Task statement: Search the material below for the string "record" and copy each line where it appears.

******************************

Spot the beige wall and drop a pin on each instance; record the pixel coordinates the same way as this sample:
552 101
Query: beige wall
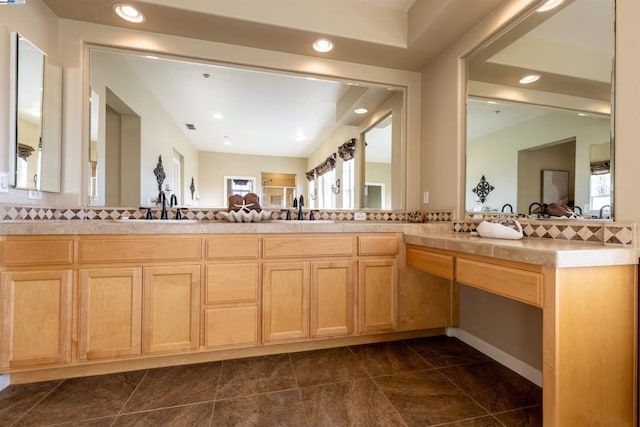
215 166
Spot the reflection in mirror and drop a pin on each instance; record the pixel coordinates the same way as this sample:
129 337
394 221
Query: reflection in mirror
227 122
37 132
378 164
561 122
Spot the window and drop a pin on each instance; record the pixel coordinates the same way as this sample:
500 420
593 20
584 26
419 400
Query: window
600 190
348 176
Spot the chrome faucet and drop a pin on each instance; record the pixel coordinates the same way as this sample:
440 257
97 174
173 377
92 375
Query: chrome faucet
505 206
602 211
535 204
300 205
162 198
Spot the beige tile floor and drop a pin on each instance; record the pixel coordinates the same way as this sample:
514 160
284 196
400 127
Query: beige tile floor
435 381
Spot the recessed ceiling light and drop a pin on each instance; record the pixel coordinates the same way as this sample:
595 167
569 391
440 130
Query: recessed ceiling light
529 79
128 13
323 45
549 4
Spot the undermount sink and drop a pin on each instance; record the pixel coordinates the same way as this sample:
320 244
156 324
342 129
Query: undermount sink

******************************

Result for this task:
Spot the beige wall and drop a pin on each instance; record the pixel coordinates the same way as this sample:
Spot the reflection in mirror and drop a pin on each instance; record the pixel coordinates the same way as this sample:
Spot the window and drop a pin on each instance; record the pixel coordinates the same way as this sample:
Spot the chrome faucet and drop a pin on each instance; record the pixel coordinates the same way as this sample:
Spot the beige tile floor and drop a pin on each instance; record the pixel coordinates the same way as this sample:
Spot the recessed ceiling light and drop a pin on each instance; record the pixel coordinates the same way as this sample:
Spot the undermount sink and drop a pin on each instance; record the pixel coordinates the same way as this sample:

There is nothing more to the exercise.